AN ALLIANCE between the Thurrock Independents and a rival party has been ruled out, with the leader of the party claiming it would “betray” voters.

None of the political parties were able to win enough votes to secure a majority during last week’s elections but with Labour holding 17 of the 49 seats and the Thurrock Independents holding nine, it would be possible for the rival parties to join forces and attempt to create a new administration.

But the leader of the Thurrock Independents has ruled this possibility out and has instead demanded that the council introduces a committee system that would mean decision making by committees that are made up of councillors in proportion to the number of seats held by each party.

The leader of Thurrock Independents, Luke Spillman, said: “The Thurrock Independents will not be entering into either a coalition nor confidence and supply arrangement with either the Conservatives or Labour.

“To do so would betray the residents. We’re not interested in back room deals in exchange for a few extra councillor allowances.

“We favour an immediate move to the committee system.

“The committee system will allow the views of all Thurrock residents to have influence on how Thurrock is governed.

“Given these facts the only democratic outcome possible is for party differences to be put aside and for all parties and independents to work collaboratively and collectively together.”

The Thurrock Independents and Labour have taken the same stance on many of the major issues within the borough including opposing the closure of Orsett Hospital and an extension to the council offices. Despite this, the two parties have rarely been able to unite over the issues, which has often resulted in a war of words.

John Kent, leader of the Labour group, was asked to comment on Mr Spillman’s remarks but he did not respond. Rob Gledhill, leader of the Conservatives, also failed to comment on whether he would support a committee system.

If the Conservatives remain in power, they are likely to continue running the council as a minority administration. After losing a seat in the elections, the party now holds 22, three seats short of an overall majority.

▸ Provided material

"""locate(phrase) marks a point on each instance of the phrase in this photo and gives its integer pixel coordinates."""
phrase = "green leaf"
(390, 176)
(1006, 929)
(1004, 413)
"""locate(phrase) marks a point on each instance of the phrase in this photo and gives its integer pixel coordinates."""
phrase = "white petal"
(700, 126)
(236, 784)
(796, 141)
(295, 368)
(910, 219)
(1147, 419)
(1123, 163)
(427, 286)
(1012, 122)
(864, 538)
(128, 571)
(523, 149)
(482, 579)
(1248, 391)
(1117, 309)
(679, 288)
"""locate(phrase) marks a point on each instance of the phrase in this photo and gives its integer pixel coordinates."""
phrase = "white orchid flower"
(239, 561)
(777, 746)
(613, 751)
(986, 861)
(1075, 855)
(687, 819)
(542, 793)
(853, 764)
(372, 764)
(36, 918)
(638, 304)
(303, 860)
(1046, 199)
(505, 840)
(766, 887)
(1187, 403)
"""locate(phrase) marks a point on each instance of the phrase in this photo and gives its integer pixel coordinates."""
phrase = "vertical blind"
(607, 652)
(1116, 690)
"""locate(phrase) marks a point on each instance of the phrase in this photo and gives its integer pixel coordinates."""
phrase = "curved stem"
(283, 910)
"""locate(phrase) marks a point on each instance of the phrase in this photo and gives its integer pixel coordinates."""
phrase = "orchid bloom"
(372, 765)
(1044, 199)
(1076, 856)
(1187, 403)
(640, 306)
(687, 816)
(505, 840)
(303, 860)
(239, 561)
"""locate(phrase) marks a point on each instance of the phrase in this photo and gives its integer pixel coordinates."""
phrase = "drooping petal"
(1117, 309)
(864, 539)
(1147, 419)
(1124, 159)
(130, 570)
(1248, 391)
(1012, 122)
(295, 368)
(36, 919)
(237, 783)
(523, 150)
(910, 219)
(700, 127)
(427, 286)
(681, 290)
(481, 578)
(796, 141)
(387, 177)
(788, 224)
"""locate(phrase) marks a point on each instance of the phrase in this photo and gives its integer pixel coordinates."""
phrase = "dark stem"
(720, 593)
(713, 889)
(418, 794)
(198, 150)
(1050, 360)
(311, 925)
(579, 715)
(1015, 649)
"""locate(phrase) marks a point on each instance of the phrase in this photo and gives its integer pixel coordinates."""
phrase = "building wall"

▸ Your goal
In the article on the Thurrock council elections, how many seats do the Conservatives now hold? The listing is irrelevant here and can be ignored.

▸ Your response
The Conservatives hold 22 seats, three short of an overall majority.